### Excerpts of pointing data
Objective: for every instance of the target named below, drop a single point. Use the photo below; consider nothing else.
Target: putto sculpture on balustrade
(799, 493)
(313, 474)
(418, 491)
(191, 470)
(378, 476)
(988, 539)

### What you should do
Render every line of the records above as a JSON list of strings, one string per line, leaving out blank lines.

### The reply
[
  "Objective: for every instance of the target named below, drop a single point. Use the photo below; consider nothing else.",
  "Target: putto sculpture on balustrade",
  "(799, 493)",
  "(313, 474)",
  "(418, 491)",
  "(191, 470)",
  "(378, 476)",
  "(988, 539)"
]